Start of The records
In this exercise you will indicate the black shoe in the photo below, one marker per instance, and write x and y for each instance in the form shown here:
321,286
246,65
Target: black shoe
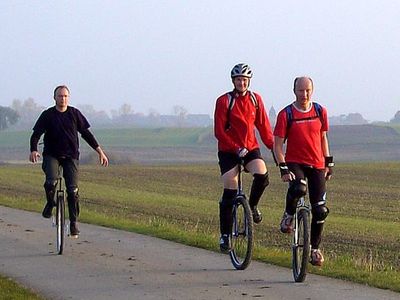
48,210
224,243
73,229
257,216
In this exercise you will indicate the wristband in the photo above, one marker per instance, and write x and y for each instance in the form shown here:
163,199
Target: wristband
329,162
284,169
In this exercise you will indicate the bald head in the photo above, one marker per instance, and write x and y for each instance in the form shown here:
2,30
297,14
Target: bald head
303,89
302,80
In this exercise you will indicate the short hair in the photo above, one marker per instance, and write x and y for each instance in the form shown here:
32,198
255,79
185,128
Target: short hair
61,87
297,78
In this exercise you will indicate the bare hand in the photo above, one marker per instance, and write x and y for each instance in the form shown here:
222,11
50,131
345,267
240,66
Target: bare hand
328,173
34,156
103,159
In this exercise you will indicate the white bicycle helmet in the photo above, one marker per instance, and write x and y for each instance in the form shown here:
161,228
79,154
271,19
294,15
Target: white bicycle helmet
241,70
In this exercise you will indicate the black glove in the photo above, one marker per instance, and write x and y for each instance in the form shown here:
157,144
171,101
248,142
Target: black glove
284,169
329,163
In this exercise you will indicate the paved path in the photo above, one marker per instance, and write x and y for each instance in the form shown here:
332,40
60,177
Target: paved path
111,264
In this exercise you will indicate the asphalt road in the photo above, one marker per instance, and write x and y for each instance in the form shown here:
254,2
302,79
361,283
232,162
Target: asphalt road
112,264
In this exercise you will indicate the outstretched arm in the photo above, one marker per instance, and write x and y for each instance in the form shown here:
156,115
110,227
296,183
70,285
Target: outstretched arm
103,159
286,175
328,158
34,155
91,140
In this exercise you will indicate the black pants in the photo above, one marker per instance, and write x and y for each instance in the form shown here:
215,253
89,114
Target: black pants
70,167
316,192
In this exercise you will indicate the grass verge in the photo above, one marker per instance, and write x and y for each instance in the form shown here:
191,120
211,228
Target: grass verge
180,203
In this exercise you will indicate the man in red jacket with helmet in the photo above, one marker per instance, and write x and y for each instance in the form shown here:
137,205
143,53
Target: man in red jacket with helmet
237,115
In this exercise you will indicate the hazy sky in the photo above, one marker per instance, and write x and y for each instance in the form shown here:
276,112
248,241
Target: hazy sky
154,55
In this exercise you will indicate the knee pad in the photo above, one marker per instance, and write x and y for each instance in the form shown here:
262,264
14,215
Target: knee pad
50,185
298,188
226,201
320,211
261,180
72,193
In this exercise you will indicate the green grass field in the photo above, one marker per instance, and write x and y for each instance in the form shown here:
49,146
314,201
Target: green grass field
180,202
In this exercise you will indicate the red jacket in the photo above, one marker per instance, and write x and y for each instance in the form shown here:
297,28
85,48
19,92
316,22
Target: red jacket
244,119
304,139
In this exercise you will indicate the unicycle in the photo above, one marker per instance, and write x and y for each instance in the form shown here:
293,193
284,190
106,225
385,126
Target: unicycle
242,228
60,217
301,240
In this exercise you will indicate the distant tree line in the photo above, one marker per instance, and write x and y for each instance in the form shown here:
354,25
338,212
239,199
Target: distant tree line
23,114
8,117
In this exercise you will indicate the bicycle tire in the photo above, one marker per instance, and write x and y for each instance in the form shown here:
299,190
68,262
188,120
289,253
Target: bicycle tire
242,234
301,245
60,223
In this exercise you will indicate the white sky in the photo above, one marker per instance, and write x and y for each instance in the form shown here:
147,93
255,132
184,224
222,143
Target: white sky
158,54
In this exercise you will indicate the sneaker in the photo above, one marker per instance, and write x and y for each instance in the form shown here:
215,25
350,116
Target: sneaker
287,223
257,216
73,229
316,259
224,244
48,210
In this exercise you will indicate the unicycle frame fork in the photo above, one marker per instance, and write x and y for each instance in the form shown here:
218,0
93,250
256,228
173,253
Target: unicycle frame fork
301,205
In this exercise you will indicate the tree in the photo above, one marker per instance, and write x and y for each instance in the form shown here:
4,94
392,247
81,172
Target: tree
8,116
396,118
181,114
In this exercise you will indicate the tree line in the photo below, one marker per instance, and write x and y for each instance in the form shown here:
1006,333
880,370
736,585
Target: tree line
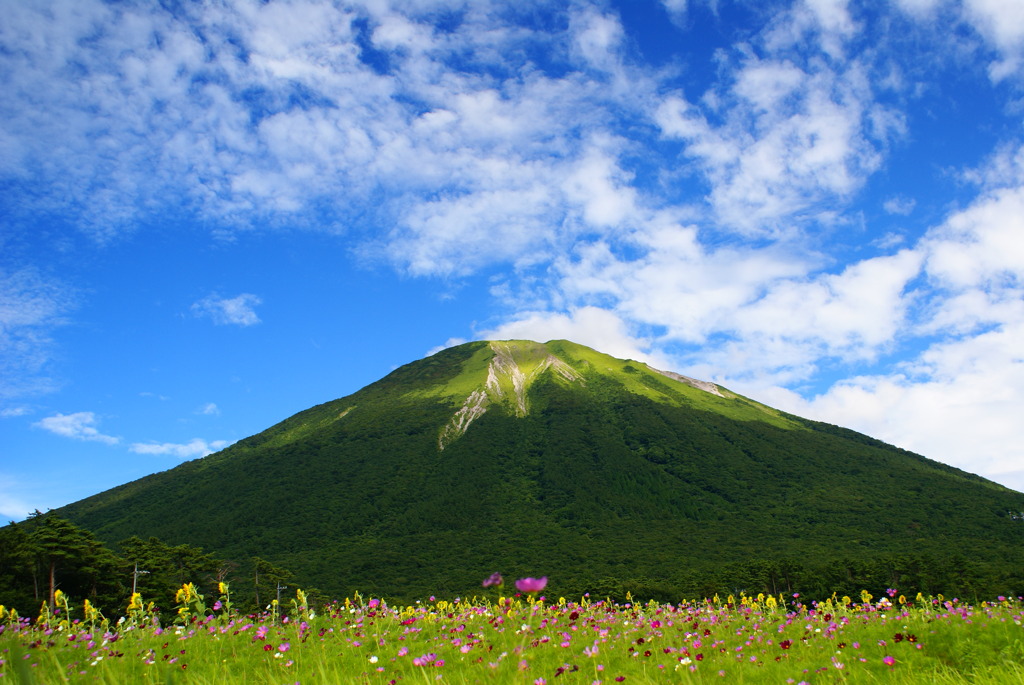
46,553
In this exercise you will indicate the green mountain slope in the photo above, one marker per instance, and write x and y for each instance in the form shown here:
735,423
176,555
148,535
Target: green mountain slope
555,459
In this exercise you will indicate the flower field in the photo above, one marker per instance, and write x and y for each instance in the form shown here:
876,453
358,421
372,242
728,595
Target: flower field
525,638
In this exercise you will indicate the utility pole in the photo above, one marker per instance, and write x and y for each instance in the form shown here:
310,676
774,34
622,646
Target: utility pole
134,578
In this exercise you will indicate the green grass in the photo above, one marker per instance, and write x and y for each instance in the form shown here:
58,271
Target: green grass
526,641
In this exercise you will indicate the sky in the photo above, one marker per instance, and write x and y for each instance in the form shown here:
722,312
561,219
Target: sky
215,214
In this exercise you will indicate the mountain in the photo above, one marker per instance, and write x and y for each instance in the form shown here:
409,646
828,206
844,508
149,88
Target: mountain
601,473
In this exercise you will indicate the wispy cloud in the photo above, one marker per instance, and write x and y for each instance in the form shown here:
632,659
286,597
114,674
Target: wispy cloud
80,426
32,307
193,448
238,310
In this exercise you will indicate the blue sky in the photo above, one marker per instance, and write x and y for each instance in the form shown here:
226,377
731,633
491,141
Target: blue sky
216,214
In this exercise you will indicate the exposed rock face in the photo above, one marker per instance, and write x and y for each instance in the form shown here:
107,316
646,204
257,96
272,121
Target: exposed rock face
512,370
692,382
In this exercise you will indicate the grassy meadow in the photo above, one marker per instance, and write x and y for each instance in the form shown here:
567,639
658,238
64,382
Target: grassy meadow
524,638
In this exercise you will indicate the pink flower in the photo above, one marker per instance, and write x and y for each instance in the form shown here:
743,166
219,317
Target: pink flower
531,584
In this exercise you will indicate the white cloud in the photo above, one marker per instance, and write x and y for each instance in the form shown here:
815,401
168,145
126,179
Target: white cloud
1001,23
81,426
236,310
595,328
901,206
31,308
792,137
961,405
11,412
195,447
13,506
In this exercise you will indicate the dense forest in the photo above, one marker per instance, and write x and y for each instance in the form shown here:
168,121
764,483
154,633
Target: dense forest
47,553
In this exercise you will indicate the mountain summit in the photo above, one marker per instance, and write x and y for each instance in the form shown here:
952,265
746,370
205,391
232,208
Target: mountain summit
556,460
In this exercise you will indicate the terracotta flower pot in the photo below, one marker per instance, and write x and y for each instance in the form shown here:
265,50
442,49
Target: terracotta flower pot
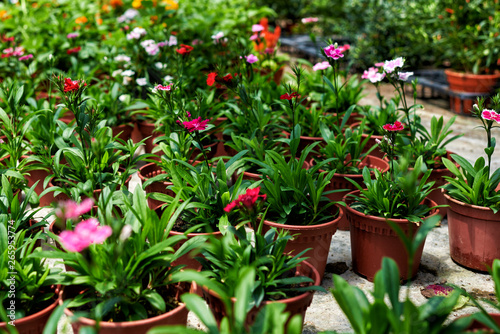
317,237
373,239
35,323
473,233
339,181
177,316
151,170
469,83
294,305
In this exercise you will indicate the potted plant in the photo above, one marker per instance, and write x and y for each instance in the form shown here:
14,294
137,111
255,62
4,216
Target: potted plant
399,196
348,157
473,196
297,200
122,270
466,43
27,284
278,275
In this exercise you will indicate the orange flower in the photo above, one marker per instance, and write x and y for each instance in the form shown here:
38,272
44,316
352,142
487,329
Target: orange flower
81,19
116,3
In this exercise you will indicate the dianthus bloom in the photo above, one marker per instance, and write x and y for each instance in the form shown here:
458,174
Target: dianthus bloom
74,50
397,126
306,20
490,115
184,50
251,59
247,200
288,97
321,66
71,86
391,65
373,75
333,52
195,125
86,233
72,210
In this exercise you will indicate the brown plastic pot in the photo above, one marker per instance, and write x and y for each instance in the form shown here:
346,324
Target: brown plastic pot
177,316
469,83
35,323
339,181
295,305
316,237
372,239
473,233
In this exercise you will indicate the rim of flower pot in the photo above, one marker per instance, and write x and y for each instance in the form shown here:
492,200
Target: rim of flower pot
347,199
124,324
311,162
48,309
317,281
335,221
456,201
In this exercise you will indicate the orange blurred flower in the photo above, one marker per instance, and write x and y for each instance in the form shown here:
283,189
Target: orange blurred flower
81,19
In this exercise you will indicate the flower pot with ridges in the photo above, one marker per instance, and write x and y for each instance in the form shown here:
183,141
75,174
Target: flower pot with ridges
372,239
316,237
473,233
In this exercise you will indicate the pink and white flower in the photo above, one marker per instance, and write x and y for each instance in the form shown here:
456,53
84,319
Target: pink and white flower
321,66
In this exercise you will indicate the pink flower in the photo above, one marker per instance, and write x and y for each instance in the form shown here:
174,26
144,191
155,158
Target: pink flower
196,124
373,75
333,52
403,76
257,28
26,57
86,233
391,65
72,210
306,20
251,59
321,66
247,199
397,126
490,115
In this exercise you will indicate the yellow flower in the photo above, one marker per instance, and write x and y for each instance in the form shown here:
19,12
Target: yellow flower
81,19
170,4
137,4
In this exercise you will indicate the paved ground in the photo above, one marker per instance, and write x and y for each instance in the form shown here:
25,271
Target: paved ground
436,264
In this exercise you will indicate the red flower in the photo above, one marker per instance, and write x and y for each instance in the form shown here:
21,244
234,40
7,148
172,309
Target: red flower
397,126
211,78
184,50
74,50
195,125
289,96
248,200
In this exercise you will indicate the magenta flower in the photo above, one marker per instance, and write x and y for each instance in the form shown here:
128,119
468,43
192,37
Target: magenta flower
321,66
251,59
490,115
333,52
72,210
196,124
391,65
86,233
403,76
306,20
373,75
26,57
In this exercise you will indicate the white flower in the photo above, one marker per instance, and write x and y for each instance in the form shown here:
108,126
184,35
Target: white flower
128,73
122,58
117,72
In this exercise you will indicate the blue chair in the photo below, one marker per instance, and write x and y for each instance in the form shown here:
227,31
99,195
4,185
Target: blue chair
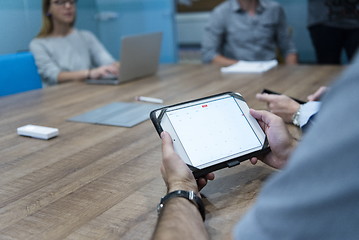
18,73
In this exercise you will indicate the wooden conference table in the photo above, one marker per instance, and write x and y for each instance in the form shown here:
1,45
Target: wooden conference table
104,182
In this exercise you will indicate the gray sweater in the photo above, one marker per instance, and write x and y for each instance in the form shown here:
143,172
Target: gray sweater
80,50
316,196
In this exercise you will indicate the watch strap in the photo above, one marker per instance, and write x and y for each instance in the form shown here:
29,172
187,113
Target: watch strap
189,195
296,116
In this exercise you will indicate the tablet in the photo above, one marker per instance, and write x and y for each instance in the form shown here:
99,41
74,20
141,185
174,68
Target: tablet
213,132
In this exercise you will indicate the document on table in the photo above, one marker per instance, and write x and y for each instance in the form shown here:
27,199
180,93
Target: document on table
122,114
250,66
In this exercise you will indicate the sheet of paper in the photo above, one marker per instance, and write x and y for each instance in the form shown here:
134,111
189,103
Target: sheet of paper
250,66
122,114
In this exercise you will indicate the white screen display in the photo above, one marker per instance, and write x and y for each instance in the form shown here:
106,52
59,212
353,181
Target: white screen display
213,130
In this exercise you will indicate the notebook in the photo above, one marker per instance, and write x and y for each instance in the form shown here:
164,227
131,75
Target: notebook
121,114
250,66
139,58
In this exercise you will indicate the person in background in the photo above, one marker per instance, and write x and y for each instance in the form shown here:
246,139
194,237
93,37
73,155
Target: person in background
301,115
62,52
251,30
333,26
315,191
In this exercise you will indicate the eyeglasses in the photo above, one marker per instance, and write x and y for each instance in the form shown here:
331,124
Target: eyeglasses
63,2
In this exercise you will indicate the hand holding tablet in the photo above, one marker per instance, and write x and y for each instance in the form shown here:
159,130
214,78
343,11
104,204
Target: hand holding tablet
213,132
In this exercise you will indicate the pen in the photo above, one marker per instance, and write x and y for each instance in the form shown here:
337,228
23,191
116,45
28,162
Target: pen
149,99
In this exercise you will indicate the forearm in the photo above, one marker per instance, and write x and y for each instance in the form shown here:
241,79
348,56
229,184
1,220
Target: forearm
73,76
223,61
180,219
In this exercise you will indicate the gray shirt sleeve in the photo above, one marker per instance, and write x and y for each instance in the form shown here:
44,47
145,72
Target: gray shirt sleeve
99,55
46,67
316,195
284,35
213,36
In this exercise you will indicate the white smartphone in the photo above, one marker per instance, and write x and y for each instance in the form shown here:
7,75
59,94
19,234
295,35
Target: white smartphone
213,132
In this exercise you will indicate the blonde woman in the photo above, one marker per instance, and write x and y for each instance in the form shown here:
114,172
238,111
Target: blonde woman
64,53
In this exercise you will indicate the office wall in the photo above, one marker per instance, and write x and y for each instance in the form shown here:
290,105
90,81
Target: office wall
190,28
20,21
118,18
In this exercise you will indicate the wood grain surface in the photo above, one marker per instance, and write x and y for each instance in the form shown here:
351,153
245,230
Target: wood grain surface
104,182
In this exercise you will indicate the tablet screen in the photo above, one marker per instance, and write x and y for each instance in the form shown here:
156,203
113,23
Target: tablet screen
213,130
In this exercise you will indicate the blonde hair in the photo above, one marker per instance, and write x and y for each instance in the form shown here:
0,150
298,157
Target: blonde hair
47,23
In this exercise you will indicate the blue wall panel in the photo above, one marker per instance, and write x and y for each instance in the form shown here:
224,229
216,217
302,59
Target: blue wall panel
21,20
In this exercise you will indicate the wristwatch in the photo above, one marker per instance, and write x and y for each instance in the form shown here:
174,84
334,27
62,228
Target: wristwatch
190,195
295,117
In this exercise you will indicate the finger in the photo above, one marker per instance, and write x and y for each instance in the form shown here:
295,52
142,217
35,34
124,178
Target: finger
167,145
263,116
265,97
253,160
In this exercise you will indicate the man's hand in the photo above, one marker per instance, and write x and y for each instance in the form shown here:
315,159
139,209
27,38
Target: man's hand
280,140
281,105
175,172
318,94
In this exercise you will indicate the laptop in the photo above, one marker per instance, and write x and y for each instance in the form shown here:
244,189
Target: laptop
139,58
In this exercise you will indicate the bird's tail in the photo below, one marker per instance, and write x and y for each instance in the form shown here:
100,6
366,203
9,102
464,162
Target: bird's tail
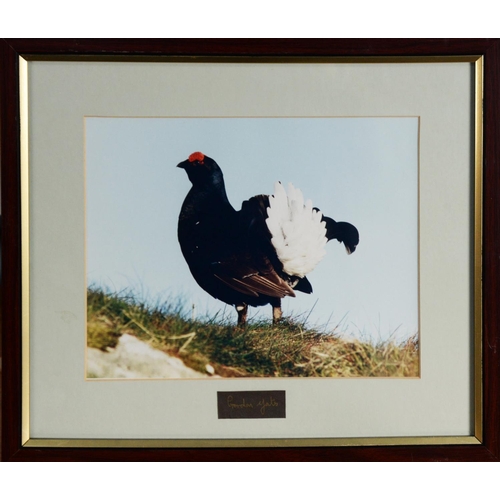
298,233
342,231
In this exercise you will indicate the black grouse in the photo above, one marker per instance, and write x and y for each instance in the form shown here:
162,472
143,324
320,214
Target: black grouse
259,254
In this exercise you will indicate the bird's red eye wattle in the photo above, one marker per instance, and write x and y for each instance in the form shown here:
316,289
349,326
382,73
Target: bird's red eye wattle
196,157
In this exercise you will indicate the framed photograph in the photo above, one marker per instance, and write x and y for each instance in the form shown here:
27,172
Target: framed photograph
210,247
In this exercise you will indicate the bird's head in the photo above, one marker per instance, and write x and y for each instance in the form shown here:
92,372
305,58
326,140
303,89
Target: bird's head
202,170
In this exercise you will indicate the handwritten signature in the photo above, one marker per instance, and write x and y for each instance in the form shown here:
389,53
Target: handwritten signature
262,404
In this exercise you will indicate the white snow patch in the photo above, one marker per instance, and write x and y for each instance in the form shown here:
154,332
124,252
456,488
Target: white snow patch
132,358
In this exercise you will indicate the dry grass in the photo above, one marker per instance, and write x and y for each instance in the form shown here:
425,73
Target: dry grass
259,350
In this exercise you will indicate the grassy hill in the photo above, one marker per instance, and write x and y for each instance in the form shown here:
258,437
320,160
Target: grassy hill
259,350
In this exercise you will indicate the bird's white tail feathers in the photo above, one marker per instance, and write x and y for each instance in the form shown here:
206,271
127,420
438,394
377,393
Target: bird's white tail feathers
298,235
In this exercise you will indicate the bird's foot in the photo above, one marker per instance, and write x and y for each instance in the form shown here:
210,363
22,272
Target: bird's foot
242,310
277,314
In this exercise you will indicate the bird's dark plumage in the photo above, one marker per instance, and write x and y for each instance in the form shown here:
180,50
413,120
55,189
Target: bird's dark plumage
231,254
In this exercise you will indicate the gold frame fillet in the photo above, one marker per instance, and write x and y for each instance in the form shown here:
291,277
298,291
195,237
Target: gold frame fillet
476,438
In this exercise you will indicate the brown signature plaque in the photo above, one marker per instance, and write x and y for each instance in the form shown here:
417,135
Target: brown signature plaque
251,404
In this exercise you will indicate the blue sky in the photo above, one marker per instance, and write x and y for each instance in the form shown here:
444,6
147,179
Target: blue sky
360,170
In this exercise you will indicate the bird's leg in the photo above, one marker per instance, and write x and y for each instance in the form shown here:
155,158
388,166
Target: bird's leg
242,310
277,312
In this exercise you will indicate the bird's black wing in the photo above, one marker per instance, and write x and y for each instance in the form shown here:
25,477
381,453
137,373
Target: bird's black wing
254,269
252,275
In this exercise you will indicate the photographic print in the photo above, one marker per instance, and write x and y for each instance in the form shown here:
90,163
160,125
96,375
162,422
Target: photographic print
252,247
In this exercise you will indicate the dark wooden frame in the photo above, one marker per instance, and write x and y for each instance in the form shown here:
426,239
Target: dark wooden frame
10,49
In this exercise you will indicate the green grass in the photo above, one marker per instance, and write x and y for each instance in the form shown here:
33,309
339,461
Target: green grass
259,350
End of The records
**Problem:**
Please copy out each line in the entries that mentions the string "below".

**Solution:**
In this exercise you will indicate the black shoe in the photo below, one marker per instance, and write x and y for each instance in the form shown here:
In this exercise you will indicate the tree line in the photo below, one marker per instance, and write x and y for each instance in the form shown here:
In this exercise you will indicate the terracotta flower pot in the photo below, one marker per instance, and write x and y for each instance in the form shown here:
In this exercise you will indicate the blue chair in the photo below, one marker per instance, and write x and y for each instance in the form shown here:
In this exercise you will indicate the bird's tail in the photo below, one marker per instance, and write x and y for each instance in the form shown here:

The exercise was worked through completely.